- **WORK REQUIRED**
Please copy the entries below word for word.

(Recorded data)
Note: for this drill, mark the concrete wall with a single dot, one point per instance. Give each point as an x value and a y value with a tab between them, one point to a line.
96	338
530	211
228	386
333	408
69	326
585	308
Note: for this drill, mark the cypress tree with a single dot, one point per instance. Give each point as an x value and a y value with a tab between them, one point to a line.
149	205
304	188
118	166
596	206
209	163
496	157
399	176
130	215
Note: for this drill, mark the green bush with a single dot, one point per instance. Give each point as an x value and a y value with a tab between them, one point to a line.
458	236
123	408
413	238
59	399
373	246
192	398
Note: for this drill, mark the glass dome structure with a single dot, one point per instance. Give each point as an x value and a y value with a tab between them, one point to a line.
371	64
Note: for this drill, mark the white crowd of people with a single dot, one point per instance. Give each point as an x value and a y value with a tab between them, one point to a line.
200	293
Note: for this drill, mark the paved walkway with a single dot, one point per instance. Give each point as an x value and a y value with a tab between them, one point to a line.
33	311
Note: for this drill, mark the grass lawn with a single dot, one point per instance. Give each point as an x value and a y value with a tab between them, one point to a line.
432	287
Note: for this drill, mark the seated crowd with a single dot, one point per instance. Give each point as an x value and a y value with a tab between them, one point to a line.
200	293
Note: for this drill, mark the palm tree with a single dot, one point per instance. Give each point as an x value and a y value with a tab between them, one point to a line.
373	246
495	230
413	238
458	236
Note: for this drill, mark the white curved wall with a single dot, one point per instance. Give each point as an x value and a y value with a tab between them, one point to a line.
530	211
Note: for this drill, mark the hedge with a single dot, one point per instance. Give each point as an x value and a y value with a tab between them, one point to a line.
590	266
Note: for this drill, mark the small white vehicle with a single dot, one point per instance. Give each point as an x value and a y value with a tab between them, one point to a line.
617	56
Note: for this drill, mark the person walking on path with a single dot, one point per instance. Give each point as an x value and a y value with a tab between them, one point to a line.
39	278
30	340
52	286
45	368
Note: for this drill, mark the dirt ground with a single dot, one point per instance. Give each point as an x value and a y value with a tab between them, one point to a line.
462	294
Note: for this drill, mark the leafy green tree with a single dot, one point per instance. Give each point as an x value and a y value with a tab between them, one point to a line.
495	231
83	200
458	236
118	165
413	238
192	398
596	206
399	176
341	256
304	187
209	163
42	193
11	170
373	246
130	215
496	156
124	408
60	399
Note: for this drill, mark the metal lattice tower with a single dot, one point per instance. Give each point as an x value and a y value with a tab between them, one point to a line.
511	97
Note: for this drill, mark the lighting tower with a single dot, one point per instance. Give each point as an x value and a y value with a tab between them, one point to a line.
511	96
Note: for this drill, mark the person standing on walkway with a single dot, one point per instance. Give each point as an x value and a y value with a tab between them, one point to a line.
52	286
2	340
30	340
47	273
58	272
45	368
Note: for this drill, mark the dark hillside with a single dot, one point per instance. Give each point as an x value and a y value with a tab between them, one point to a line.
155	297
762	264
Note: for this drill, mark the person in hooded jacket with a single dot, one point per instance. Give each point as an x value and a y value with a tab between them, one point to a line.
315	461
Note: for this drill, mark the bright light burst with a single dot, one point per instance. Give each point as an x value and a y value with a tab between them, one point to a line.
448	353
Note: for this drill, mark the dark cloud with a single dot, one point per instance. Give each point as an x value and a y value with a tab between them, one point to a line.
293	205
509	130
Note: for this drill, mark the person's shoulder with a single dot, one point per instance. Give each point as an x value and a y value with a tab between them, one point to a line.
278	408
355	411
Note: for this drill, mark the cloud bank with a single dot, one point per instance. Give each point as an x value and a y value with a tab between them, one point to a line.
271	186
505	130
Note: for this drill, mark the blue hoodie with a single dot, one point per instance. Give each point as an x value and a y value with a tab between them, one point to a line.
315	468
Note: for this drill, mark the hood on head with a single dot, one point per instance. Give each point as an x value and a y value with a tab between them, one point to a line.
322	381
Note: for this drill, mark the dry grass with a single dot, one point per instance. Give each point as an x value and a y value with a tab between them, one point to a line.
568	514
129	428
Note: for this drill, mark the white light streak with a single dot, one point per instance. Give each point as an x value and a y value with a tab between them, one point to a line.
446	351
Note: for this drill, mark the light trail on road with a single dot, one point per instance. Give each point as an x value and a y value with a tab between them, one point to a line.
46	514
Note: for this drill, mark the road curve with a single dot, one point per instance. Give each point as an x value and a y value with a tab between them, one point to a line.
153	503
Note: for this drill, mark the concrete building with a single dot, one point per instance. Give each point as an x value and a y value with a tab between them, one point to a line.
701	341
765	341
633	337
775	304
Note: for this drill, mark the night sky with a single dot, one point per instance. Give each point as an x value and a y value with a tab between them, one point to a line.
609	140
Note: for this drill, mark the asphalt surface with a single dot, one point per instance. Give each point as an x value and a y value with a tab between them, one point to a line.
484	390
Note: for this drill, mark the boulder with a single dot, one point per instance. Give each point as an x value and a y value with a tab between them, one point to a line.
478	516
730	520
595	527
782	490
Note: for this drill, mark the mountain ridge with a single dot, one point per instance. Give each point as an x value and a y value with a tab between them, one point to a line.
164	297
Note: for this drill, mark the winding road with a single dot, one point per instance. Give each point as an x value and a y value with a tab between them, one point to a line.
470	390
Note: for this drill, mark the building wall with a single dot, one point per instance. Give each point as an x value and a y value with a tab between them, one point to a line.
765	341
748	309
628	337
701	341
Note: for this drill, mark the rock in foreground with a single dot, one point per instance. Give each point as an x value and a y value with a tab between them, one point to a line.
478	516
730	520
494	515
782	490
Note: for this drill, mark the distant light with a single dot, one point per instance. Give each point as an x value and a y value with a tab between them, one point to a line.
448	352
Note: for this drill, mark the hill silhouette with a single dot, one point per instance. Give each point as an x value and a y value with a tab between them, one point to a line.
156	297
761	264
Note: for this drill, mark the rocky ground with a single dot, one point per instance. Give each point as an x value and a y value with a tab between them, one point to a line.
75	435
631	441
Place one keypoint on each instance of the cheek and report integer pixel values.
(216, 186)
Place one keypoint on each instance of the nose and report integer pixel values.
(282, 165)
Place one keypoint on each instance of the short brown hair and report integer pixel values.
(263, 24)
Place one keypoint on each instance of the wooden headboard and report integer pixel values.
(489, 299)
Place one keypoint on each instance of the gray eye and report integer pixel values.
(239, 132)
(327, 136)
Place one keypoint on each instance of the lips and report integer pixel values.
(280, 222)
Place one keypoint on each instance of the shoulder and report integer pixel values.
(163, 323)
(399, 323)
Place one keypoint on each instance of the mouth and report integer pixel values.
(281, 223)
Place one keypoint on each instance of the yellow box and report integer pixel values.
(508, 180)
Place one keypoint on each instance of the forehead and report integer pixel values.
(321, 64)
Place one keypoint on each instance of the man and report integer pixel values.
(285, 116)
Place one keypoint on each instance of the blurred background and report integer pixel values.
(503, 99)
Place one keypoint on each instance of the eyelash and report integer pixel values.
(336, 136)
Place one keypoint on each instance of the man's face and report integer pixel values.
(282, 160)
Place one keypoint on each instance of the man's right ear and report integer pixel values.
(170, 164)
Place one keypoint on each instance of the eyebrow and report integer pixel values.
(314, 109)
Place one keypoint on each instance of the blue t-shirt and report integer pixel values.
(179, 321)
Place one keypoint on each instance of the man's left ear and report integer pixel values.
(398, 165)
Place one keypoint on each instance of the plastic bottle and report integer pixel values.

- **REPLY**
Note: for this drill, mark the concrete wall with a single dot, one point per instance. Give each point as an x value and a y value with a tab between them, one point to a line.
96	338
530	211
228	386
333	408
69	326
585	308
Note: for this drill, mark the cypress tree with a single dot, one point per instance. Give each point as an x value and a y value with a tab between them, one point to a line.
149	205
304	188
118	166
596	206
209	163
496	157
399	176
130	215
Note: for this drill, mark the green bush with a single dot, one point per instance. Give each point as an x value and a y value with a tab between them, one point to a line.
458	236
123	408
413	238
59	399
373	246
192	398
Note: for this drill, mark the glass dome structure with a single dot, one point per instance. Give each point as an x value and a y value with a tab between them, one point to a line.
371	64
Note: for this drill, mark the white crowd of people with a single dot, one point per instance. Give each point as an x value and a y value with a tab between them, one point to a line.
200	293
Note: for this drill, mark the paved walkway with a single dot, one point per instance. Give each point as an x value and a y value with a tab between them, one point to a line.
33	311
Note: for this drill, mark the grass lawn with a single dot, one point per instance. Give each point as an x value and a y value with a tab between them, one point to a line.
432	287
Note: for this drill, mark the seated crowd with a single dot, one point per instance. Give each point as an x value and a y value with a tab between them, one point to a line.
200	293
Note: for this drill, mark the palm tree with a single dot, one point per instance. Give each point as an x value and a y value with a tab between them, one point to a line.
373	246
495	230
413	238
458	236
Note: for this drill, mark the white curved wall with a single dot, one point per instance. Give each point as an x value and a y value with a tab between them, one point to a line.
530	211
Note: for this drill, mark the hedge with a single dot, one point per instance. Give each point as an x value and a y value with a tab between them, one point to a line.
590	266
Note: for this drill, mark the small white vehicle with a single dot, one point per instance. Give each point as an x value and a y value with a tab between them, one point to a line.
617	56
Note: for this drill, mark the person walking on path with a single dot, one point per instance. Give each point as an x value and a y value with a tab between them, one point to a line.
39	278
30	340
52	286
45	368
Note: for this drill, mark the dirt ground with a single dot, one point per instance. Give each point as an x value and a y value with a tab between them, one point to a line.
462	294
Note: for this drill, mark the leafy green tree with a single dot, one point per instance. Give each point as an x value and a y value with a tab between them, one point to a line.
495	231
83	200
458	236
118	165
413	238
192	398
596	206
399	176
341	256
304	187
209	163
42	193
11	170
373	246
130	215
496	156
124	408
60	399
Note: for this drill, mark the metal lattice tower with a single dot, one point per instance. Give each point as an x value and a y value with a tab between them, one point to a line.
511	97
Note: for this drill, mark the lighting tower with a single dot, one point per instance. Give each point as an x value and a y value with a tab between them, one point to a line.
511	96
Note: for this drill, mark the person standing on walkway with a single dot, one point per instance. Give each point as an x value and a y value with a tab between them, one point to a line.
52	286
2	340
30	340
47	273
58	272
45	368
Note: for this drill, mark the dark hillside with a single dot, one point per instance. Give each point as an x value and a y value with a tab between them, one point to a line.
155	297
762	264
Note: for this drill, mark the person in hooded jacket with a single dot, one point per instance. Give each point as an x value and a y value with a tab between them, one point to a line.
315	461
Note: for this drill, mark the bright light burst with a single dot, one point per instance. Give each point as an x value and a y value with a tab between them, one point to a line.
448	353
Note: for this drill, mark the dark cloud with a single dot, one point per instance. Give each point as an x value and a y value with a tab between them, one point to a line.
293	205
509	130
Note: for this drill, mark the person's shoulder with a single dot, one point per instance. Give each point as an x value and a y value with a tab between them, one point to a line.
278	408
355	411
Note: for this drill, mark the cloud bank with a single dot, one point per instance. Give each point as an x value and a y value with a tab between them, one point to a line.
271	186
505	130
Note: for this drill, mark the blue hoodie with a single dot, one point per instance. Give each point as an x value and a y value with a tab between them, one point to a line.
315	468
Note: for this drill, mark the hood on head with a single dot, one point per instance. Give each point as an x value and a y value with a tab between them, one point to a line.
322	381
Note: for this drill, mark the dry grass with a single dot, one point per instance. Give each point as an x value and a y value with a tab between them, one point to a line.
568	514
129	428
Note: for this drill, mark the white light streak with a single dot, one point per instance. Give each point as an x value and a y value with a tab between them, one point to a line.
446	351
Note: for this drill, mark the light trail on road with a single dot, one point per instance. Give each point as an x value and a y value with a tab between them, one point to a line.
46	514
Note: for this drill, mark the road curve with a single dot, one point per instance. Give each point as an x value and a y value with a tab between them, one point to a line.
153	503
Note: for this drill, mark the concrete building with a single dot, one point per instance. Give each point as an x value and a y value with a tab between them, one point to a line.
701	341
765	341
633	337
775	304
Note: for this drill, mark the night sky with a single dot, one point per instance. Give each point as an x value and a y value with a tab between them, one point to a line.
609	140
Note: for this drill, mark the asphalt surface with a single dot, one point per instance. Give each point as an x value and a y value with a tab between them, one point to a line.
484	390
Note: for this drill, mark the boulder with a single dot, one point per instance. Give each point as an x value and a y value with a tab between them, one point to a line.
478	516
730	520
595	527
782	490
Note: for this drill, mark the mountain ridge with a single dot, one point per instance. Give each point as an x value and a y value with a tab between them, one point to a line.
164	297
Note: for this drill, mark the winding road with a single dot, one point per instance. Give each point as an x value and a y value with a tab between them, one point to a line.
470	390
Note: for this drill, mark the building wall with a single dot, one point per instance. Give each point as an x value and a y value with a tab between them, one point to a line.
765	341
748	309
628	337
701	341
Note: for this drill, mark the rock in foreground with a single dot, one point per instance. Give each point as an x value and a y value with a tab between them, one point to a line.
478	516
730	520
494	515
782	490
Note: for this drill, mark the distant light with a single dot, one point per instance. Give each point as an x value and a y value with a tab between them, one point to a line.
448	352
Note: for this drill, mark the hill silhouette with a single dot, one point per instance. Give each point as an x value and a y value with a tab between them, one point to a line.
156	297
761	264
Note: for this drill, mark the rocky ground with a single dot, one point per instance. Give each point as an x value and a y value with a tab between them, one point to a line.
75	435
631	441
Place one keypoint on each instance of the cheek and report integer pixel values.
(216, 186)
Place one keypoint on each instance of the nose and report integer pixel values.
(282, 165)
Place one keypoint on each instance of the short brown hair and report integer pixel values.
(263, 24)
Place one keypoint on each instance of the wooden headboard and report integer pixel values.
(489, 299)
Place one keypoint on each instance of the gray eye and report integer pixel values.
(239, 132)
(327, 136)
Place one keypoint on each instance of the lips and report integer pixel values.
(280, 222)
Place one keypoint on each instance of the shoulder and report integer pixel values.
(163, 323)
(399, 323)
Place one keypoint on each instance of the mouth and report integer pixel values.
(281, 223)
Place one keypoint on each instance of the yellow box and report integer pixel values.
(508, 180)
Place one keypoint on each instance of the forehead and report integer pixel values.
(321, 64)
Place one keypoint on each instance of the man and report integer pixel values.
(285, 116)
Place one keypoint on each instance of the blurred background and report integer pixel values.
(503, 99)
Place one keypoint on each instance of the eyelash and report integer pixel values.
(336, 136)
Place one keypoint on each instance of the man's face and report integer pixel values.
(282, 160)
Place one keypoint on each instance of the man's right ear and report integer pixel values.
(170, 164)
Place one keypoint on each instance of the eyebrow and report integer pixel values.
(314, 109)
Place one keypoint on each instance of the blue t-shirt and report integer pixel values.
(179, 321)
Place one keypoint on each instance of the man's left ear and report integer pixel values.
(398, 165)
Place one keypoint on each instance of the plastic bottle and report integer pixel values.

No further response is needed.